◆ **TASK REQUIREMENTS**
Pick out every line in the listing below that contains the string "tree" and copy each one in full. Case counts.

◆ **ITEMS**
◇ ◇ ◇ ◇ ◇

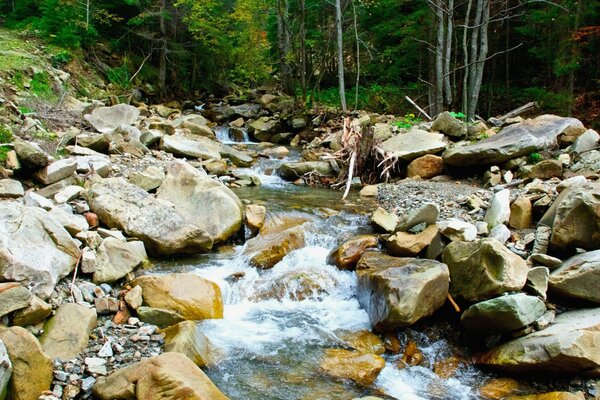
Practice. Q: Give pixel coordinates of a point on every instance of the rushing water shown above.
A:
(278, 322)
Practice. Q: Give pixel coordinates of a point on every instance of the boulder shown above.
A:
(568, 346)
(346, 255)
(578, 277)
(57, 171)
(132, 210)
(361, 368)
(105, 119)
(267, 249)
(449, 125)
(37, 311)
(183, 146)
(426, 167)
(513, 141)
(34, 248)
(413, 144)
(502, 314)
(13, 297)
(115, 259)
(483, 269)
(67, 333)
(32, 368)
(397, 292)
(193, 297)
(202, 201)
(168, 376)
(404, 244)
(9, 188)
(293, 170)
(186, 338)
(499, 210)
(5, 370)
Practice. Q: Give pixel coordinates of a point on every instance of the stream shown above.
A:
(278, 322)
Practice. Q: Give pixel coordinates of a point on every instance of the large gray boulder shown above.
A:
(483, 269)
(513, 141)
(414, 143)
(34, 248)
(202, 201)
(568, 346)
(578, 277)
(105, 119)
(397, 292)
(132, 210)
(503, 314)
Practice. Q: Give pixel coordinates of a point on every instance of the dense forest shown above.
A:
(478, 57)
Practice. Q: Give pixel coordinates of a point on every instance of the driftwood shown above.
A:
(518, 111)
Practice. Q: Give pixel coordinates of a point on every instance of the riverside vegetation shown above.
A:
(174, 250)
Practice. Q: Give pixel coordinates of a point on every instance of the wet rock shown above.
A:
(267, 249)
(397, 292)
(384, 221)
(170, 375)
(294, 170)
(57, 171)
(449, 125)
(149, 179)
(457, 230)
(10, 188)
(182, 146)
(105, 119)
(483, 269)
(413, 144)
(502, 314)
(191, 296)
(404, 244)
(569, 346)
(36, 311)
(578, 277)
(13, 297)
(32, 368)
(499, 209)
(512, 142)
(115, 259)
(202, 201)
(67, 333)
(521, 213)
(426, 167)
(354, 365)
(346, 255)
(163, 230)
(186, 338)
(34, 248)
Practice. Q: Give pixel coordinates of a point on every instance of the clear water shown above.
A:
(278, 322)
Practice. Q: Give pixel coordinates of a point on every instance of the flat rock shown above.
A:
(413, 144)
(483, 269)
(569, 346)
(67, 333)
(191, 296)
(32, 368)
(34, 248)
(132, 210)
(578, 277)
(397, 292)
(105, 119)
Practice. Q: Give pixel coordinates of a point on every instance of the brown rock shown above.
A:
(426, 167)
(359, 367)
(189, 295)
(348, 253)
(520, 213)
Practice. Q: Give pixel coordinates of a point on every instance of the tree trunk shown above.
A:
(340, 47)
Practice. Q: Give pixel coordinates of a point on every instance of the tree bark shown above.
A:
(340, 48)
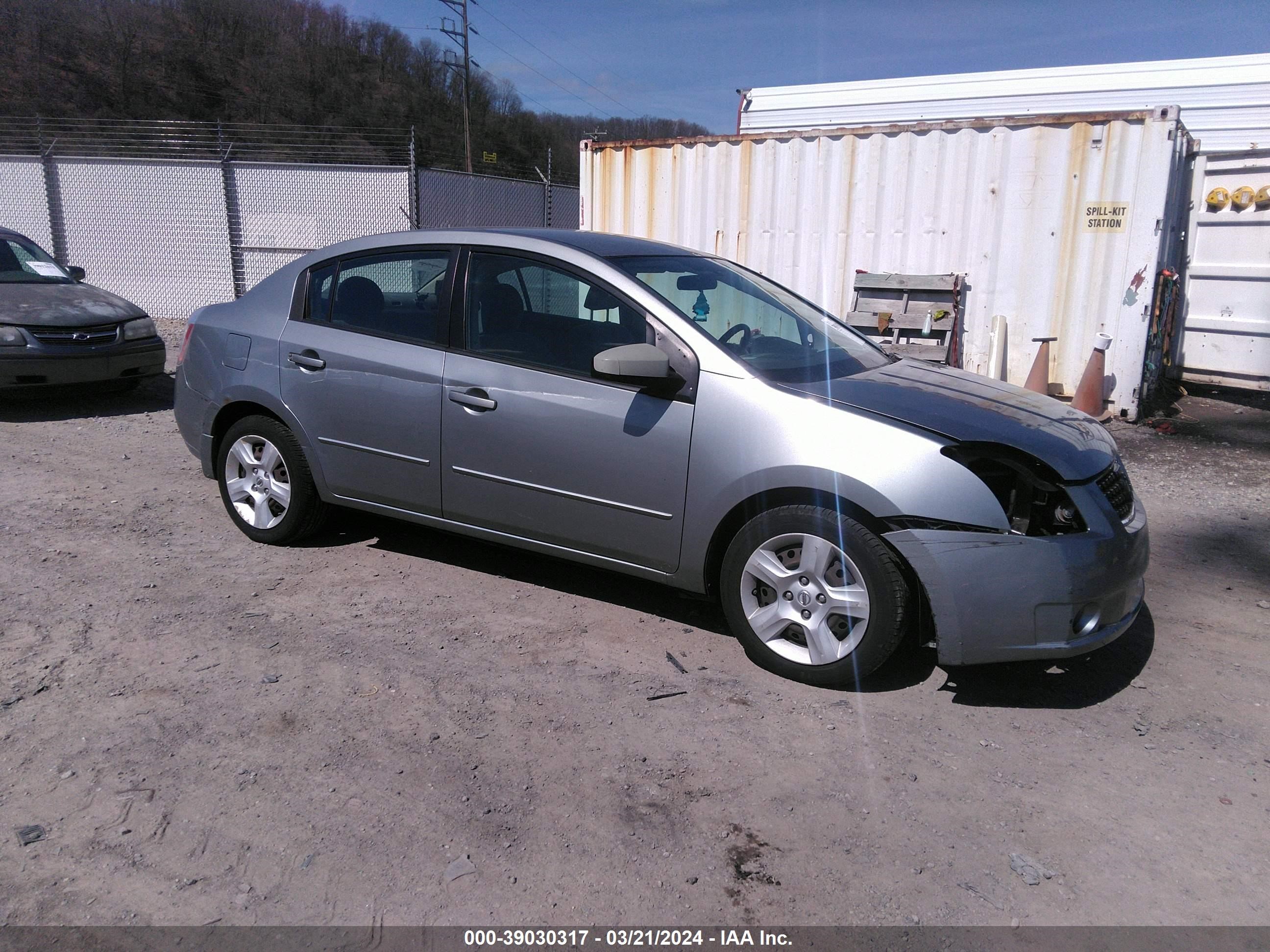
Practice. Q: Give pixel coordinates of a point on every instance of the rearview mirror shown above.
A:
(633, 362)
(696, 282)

◇ ◇ ◇ ◇ ◇

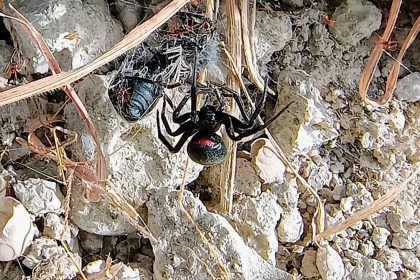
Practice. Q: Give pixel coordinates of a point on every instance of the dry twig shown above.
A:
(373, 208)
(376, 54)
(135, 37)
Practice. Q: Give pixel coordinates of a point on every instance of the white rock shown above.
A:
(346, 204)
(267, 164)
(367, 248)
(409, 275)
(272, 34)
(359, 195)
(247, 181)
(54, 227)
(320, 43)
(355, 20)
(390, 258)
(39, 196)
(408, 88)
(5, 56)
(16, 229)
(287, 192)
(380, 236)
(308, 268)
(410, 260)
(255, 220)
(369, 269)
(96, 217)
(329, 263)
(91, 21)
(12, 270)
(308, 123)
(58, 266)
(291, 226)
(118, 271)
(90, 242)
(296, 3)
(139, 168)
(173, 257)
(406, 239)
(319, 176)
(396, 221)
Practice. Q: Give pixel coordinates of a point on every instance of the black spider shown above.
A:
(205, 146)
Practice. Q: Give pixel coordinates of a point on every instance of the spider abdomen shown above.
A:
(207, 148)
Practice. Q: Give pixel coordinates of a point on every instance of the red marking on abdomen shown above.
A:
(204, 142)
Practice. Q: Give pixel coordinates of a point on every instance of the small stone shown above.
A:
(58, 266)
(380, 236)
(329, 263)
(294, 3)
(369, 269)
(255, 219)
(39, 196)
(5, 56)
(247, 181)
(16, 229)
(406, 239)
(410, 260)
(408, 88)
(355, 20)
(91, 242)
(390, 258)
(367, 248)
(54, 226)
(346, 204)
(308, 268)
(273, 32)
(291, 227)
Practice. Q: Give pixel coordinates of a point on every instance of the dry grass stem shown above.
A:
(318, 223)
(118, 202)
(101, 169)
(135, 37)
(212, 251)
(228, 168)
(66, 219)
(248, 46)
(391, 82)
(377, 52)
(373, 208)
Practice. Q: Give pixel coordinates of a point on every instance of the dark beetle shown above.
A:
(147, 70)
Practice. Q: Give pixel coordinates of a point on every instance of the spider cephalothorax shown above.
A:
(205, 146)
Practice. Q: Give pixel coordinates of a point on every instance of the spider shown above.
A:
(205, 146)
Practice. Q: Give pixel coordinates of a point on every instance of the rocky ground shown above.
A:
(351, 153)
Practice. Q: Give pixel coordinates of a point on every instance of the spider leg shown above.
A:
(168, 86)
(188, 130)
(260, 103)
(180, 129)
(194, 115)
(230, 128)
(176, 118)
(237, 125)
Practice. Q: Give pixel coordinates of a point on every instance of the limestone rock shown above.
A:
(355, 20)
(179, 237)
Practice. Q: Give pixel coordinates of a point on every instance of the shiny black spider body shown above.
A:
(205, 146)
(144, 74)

◇ ◇ ◇ ◇ ◇

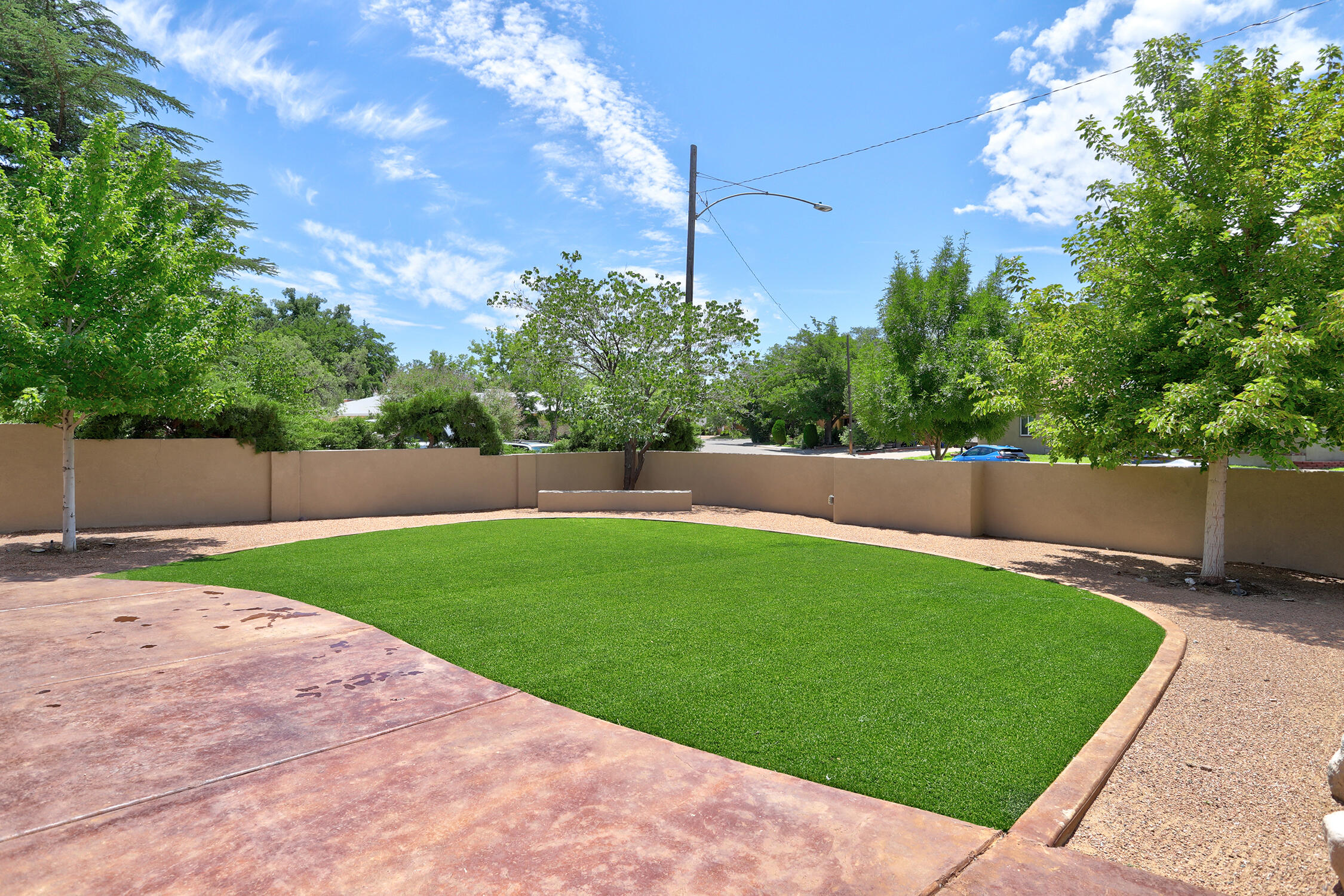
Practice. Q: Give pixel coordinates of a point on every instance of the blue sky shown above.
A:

◇ ◇ ◇ ◇ ◇

◆ **CORRECT RESPONSE**
Practice. Q: Give pixel coordinates of a point on every instance of the tree trunk shown above.
Practice. Q: Give pixel coordinates of a point on every instance of the tree bark shown above.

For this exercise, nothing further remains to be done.